Les idiots en folie (infini)


Ouvre ta bouche aux étoiles
Deviens lumière
Dans le bleu des jours
Avant la nuit
Nous tombons dans l’obscur,
À même la terre
Perdons
L’âme pourpre de l’enfance
Avec l’amour et la vie.



mardi 6 mai 2014

La Stasi pour tous

 
Si on la compare à d’autres polices politiques, et en particulier à celle du grand-frère russe, la Staatssicherheit (ou Stasi), police d’Etat est-allemande créée en février 1950, s’est montrée très modérément meurtrière. Même si la sinistre organisation s’est rendue coupable d’arrestations arbitraires, voire d’enlèvements pratiqués à l’ouest, de tortures et, de façon beaucoup plus exceptionnelle, d’assassinats politiques, la Stasi a adopté à partir de la fin des années cinquante une approche à la fois originale et très ambitieuse de la sécurité d’Etat, passant de la répression à la « prévention ». En accord avec l’ambition des dirigeants est-allemands de faire en sorte que le parti, le SED, englobe toute la société allemande, priorité est donnée, à « l’éducation des citoyens »,  et il n’est rien de dire que la Stasi a pris ce programme très à cœur. 

         Il est ainsi rapidement apparu plus utile à Erich Mielke, éternel chef de la Stasi de 1957 à 1989, de laisser en place les groupes d’opposition et de les infiltrer ou d’en isoler graduellement les membres en utilisant toutes sortes de stratagèmes : lettre de dénonciation, tracasseries administratives, gel de la promotion professionnelle, message anonyme envoyé à l’épouse ou l’époux pour dénoncer une infidélité imaginaire, ou encore aux amis pour dénoncer … un informateur de la Stasi ! Dans certains cas, les méthodes d’intimidation employées par la police politique témoignaient d’un degré d’inventivité extrême. Ainsi, les agents de la Stasi n’hésitaient pas à s’introduire chez les citoyens placés sous surveillance pour y dérober tous les rouleaux de papier hygiénique, déplacer les objets ou le mobilier de la maison ou tout simplement laisser le courrier ouvert bien en évidence dans la boîte aux lettres.

Consigne: D'après le texte sur la Stasi, pendant quelles années Erich Mielke a-t-il été le chef de la Stasi ? Les entrées proviennent d'une autre source.

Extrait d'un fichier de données
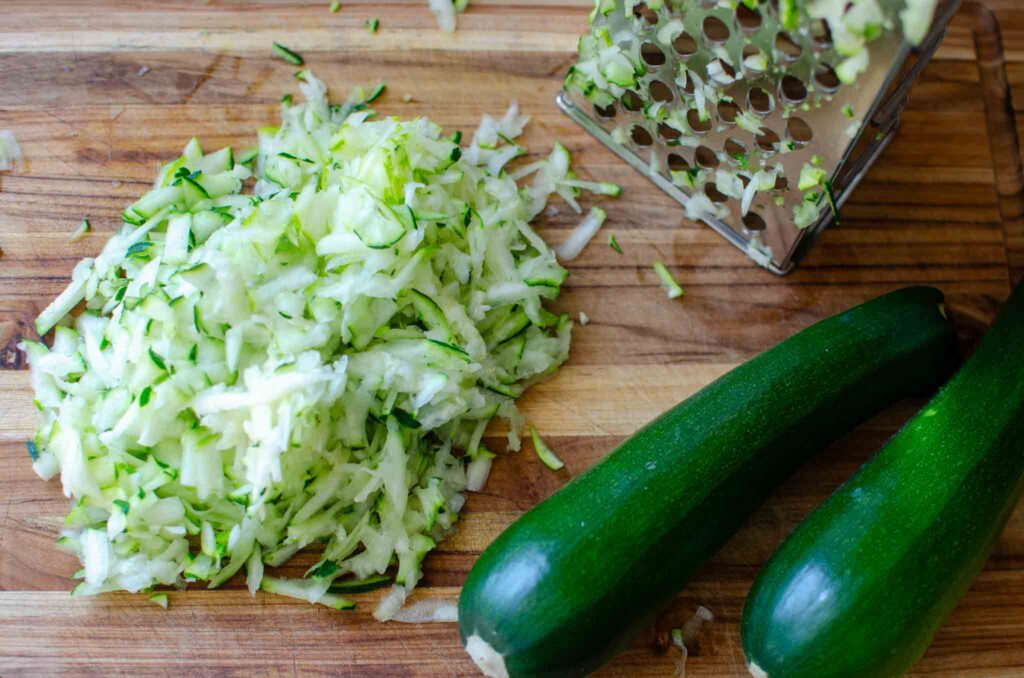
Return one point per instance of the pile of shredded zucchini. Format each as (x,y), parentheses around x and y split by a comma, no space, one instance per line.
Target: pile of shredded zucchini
(312,363)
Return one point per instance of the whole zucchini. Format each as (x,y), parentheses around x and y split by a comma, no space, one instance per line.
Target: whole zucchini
(859,589)
(568,584)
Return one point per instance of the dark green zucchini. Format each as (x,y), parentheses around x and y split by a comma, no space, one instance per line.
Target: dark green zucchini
(568,584)
(859,589)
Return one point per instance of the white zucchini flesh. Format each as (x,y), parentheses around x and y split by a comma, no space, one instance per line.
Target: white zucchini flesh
(252,373)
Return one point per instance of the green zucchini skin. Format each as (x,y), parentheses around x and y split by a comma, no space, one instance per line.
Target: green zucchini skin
(570,582)
(859,589)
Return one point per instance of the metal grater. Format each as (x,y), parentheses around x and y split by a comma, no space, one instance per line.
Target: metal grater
(804,115)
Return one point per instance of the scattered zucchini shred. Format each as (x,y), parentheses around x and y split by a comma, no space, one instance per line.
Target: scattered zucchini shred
(668,281)
(299,344)
(549,458)
(613,244)
(287,54)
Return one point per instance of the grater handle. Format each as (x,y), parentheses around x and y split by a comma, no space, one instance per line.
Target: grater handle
(999,118)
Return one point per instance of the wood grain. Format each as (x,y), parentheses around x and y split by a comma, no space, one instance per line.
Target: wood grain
(94,127)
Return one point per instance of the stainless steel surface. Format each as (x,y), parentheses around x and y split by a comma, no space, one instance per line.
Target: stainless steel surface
(849,124)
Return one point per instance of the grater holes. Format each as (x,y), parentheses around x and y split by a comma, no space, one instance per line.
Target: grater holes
(748,19)
(641,136)
(735,150)
(631,100)
(660,92)
(767,141)
(760,101)
(669,133)
(688,86)
(706,158)
(793,90)
(715,30)
(645,13)
(716,196)
(684,45)
(677,163)
(799,131)
(651,54)
(825,78)
(722,72)
(754,221)
(727,112)
(786,49)
(697,125)
(751,64)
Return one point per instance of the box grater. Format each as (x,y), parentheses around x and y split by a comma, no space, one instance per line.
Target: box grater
(776,112)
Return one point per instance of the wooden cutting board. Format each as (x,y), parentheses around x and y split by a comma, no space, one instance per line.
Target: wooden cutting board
(98,93)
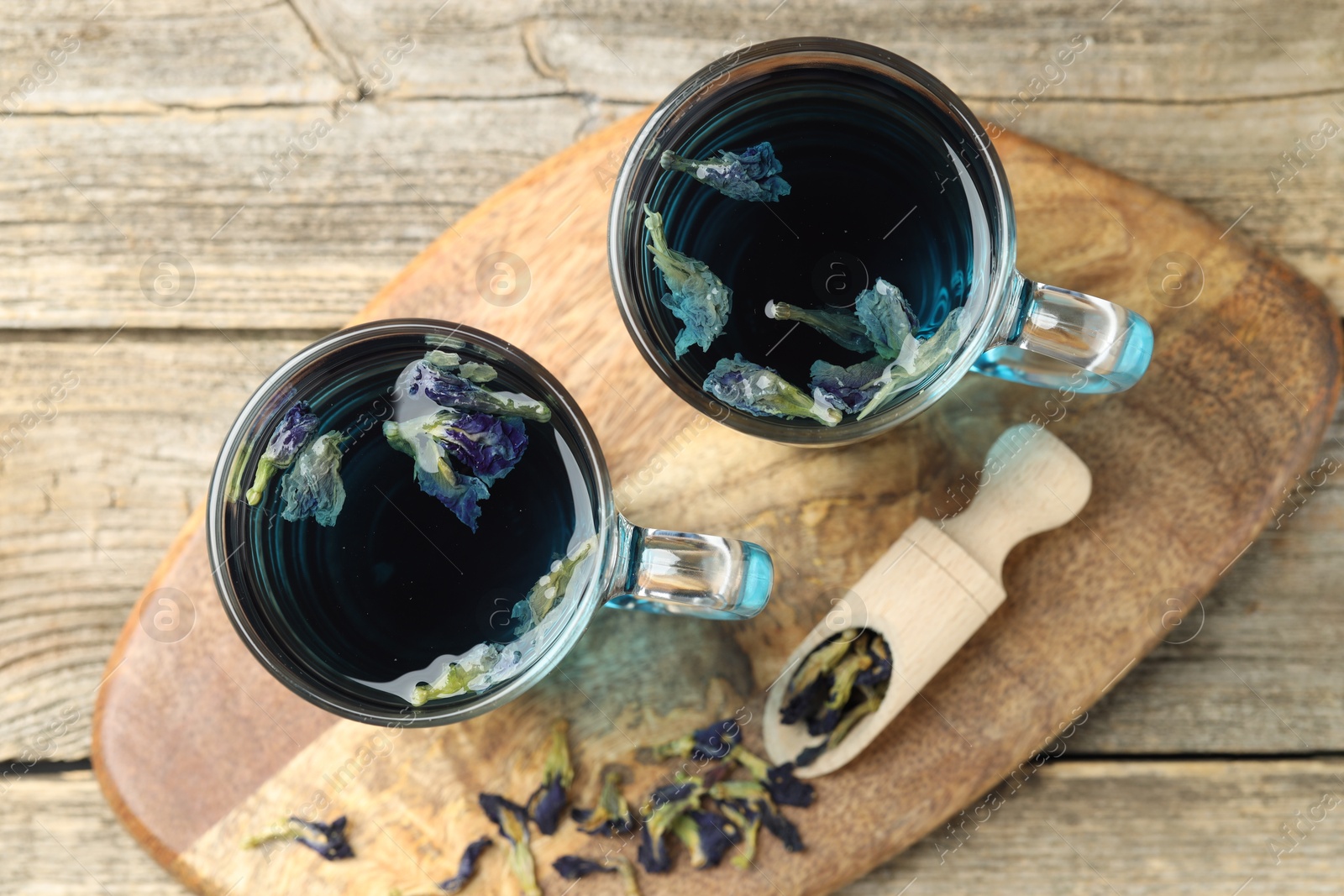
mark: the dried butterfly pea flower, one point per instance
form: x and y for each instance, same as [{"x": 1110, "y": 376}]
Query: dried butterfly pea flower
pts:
[
  {"x": 577, "y": 867},
  {"x": 289, "y": 437},
  {"x": 511, "y": 821},
  {"x": 763, "y": 392},
  {"x": 549, "y": 801},
  {"x": 551, "y": 587},
  {"x": 613, "y": 815},
  {"x": 327, "y": 840},
  {"x": 465, "y": 867},
  {"x": 702, "y": 745},
  {"x": 839, "y": 694},
  {"x": 887, "y": 317},
  {"x": 752, "y": 175},
  {"x": 754, "y": 797},
  {"x": 454, "y": 363},
  {"x": 698, "y": 297},
  {"x": 313, "y": 486},
  {"x": 853, "y": 387},
  {"x": 842, "y": 328},
  {"x": 449, "y": 387},
  {"x": 669, "y": 804},
  {"x": 916, "y": 363},
  {"x": 707, "y": 835}
]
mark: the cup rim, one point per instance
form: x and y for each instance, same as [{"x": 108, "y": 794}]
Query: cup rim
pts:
[
  {"x": 331, "y": 699},
  {"x": 999, "y": 302}
]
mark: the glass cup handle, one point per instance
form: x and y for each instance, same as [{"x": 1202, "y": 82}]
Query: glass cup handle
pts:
[
  {"x": 1070, "y": 340},
  {"x": 685, "y": 574}
]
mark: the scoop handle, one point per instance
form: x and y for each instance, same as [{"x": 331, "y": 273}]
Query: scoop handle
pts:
[{"x": 1030, "y": 483}]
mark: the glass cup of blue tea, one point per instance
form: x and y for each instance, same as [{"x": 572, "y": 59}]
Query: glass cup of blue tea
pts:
[
  {"x": 410, "y": 523},
  {"x": 817, "y": 235}
]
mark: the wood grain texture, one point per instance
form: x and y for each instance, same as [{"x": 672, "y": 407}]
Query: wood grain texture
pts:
[
  {"x": 1144, "y": 826},
  {"x": 1079, "y": 614}
]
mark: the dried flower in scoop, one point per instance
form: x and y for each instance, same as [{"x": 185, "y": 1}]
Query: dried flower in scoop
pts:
[
  {"x": 291, "y": 434},
  {"x": 313, "y": 486},
  {"x": 551, "y": 587},
  {"x": 449, "y": 385},
  {"x": 613, "y": 815},
  {"x": 577, "y": 867},
  {"x": 843, "y": 328},
  {"x": 467, "y": 866},
  {"x": 763, "y": 392},
  {"x": 669, "y": 804},
  {"x": 698, "y": 297},
  {"x": 916, "y": 362},
  {"x": 511, "y": 820},
  {"x": 752, "y": 175},
  {"x": 549, "y": 801},
  {"x": 327, "y": 840},
  {"x": 707, "y": 835}
]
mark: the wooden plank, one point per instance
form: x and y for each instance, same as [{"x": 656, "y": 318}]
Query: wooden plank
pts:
[
  {"x": 1186, "y": 826},
  {"x": 487, "y": 93}
]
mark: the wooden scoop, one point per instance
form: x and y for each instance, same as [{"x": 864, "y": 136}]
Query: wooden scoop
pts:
[{"x": 929, "y": 593}]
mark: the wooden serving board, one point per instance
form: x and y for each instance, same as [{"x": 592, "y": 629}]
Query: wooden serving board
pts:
[{"x": 195, "y": 745}]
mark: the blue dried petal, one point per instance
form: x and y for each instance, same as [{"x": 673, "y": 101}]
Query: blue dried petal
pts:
[
  {"x": 326, "y": 840},
  {"x": 449, "y": 389},
  {"x": 763, "y": 392},
  {"x": 511, "y": 821},
  {"x": 313, "y": 486},
  {"x": 750, "y": 175},
  {"x": 289, "y": 437},
  {"x": 851, "y": 387},
  {"x": 698, "y": 297},
  {"x": 887, "y": 318},
  {"x": 707, "y": 835},
  {"x": 487, "y": 445},
  {"x": 465, "y": 867},
  {"x": 781, "y": 828},
  {"x": 842, "y": 328},
  {"x": 577, "y": 867},
  {"x": 463, "y": 497}
]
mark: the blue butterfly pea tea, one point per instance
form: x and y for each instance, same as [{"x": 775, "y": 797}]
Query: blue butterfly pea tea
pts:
[{"x": 416, "y": 521}]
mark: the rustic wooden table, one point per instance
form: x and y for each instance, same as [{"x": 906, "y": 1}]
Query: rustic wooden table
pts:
[{"x": 288, "y": 157}]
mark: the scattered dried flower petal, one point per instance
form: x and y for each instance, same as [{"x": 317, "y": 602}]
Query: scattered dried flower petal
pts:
[
  {"x": 467, "y": 866},
  {"x": 763, "y": 392},
  {"x": 511, "y": 820},
  {"x": 313, "y": 485},
  {"x": 289, "y": 437},
  {"x": 549, "y": 801},
  {"x": 752, "y": 175},
  {"x": 613, "y": 815},
  {"x": 327, "y": 840},
  {"x": 698, "y": 297}
]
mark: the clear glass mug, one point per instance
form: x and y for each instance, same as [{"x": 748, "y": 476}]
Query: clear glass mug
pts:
[
  {"x": 638, "y": 569},
  {"x": 1019, "y": 329}
]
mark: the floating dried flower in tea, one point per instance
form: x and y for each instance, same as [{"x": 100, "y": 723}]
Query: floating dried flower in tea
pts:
[
  {"x": 842, "y": 328},
  {"x": 511, "y": 820},
  {"x": 327, "y": 840},
  {"x": 313, "y": 488},
  {"x": 613, "y": 815},
  {"x": 763, "y": 392},
  {"x": 698, "y": 297},
  {"x": 291, "y": 434},
  {"x": 752, "y": 175},
  {"x": 467, "y": 866},
  {"x": 548, "y": 802}
]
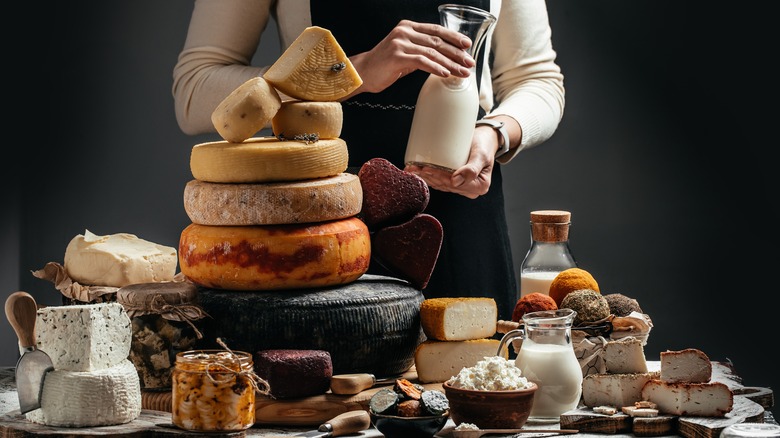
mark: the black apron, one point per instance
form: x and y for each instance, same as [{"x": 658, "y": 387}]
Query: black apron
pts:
[{"x": 475, "y": 258}]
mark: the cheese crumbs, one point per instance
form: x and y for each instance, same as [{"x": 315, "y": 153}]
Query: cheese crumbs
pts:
[{"x": 493, "y": 373}]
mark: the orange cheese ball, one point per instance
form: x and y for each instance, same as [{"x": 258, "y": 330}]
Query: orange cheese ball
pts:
[{"x": 570, "y": 280}]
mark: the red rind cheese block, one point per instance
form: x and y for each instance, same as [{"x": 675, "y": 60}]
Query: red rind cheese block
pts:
[
  {"x": 371, "y": 325},
  {"x": 410, "y": 250},
  {"x": 271, "y": 257},
  {"x": 390, "y": 195}
]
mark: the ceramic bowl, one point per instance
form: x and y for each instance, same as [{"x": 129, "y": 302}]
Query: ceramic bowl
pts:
[
  {"x": 490, "y": 409},
  {"x": 392, "y": 426}
]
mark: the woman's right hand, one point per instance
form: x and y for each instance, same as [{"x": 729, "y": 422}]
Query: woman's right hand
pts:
[{"x": 413, "y": 46}]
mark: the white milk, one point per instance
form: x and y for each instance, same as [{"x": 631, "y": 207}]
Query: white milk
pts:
[
  {"x": 536, "y": 281},
  {"x": 559, "y": 376},
  {"x": 443, "y": 123}
]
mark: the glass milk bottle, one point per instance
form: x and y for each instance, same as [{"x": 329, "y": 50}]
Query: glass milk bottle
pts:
[
  {"x": 547, "y": 358},
  {"x": 549, "y": 253},
  {"x": 447, "y": 108}
]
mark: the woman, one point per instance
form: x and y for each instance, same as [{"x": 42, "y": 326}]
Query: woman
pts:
[{"x": 394, "y": 45}]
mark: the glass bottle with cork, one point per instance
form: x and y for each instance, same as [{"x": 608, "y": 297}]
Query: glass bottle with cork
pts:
[{"x": 549, "y": 253}]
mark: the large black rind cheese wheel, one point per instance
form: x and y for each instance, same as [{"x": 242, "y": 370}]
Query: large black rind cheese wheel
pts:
[{"x": 371, "y": 325}]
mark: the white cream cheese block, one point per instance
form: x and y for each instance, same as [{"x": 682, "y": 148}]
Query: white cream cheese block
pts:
[
  {"x": 117, "y": 260},
  {"x": 92, "y": 398},
  {"x": 87, "y": 337}
]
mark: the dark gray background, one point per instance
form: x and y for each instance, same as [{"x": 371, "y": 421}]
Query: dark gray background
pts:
[{"x": 663, "y": 156}]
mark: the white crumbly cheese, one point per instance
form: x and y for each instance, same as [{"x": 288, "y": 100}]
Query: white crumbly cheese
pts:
[
  {"x": 82, "y": 399},
  {"x": 85, "y": 337},
  {"x": 625, "y": 356},
  {"x": 117, "y": 260},
  {"x": 493, "y": 373}
]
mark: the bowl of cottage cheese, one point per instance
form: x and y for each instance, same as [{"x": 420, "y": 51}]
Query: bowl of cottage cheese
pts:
[{"x": 492, "y": 394}]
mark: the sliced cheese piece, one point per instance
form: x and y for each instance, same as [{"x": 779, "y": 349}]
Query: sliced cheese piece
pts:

Réponse rédigée: Erich Mielke a dirigé la Stasi de 1957 à 1989.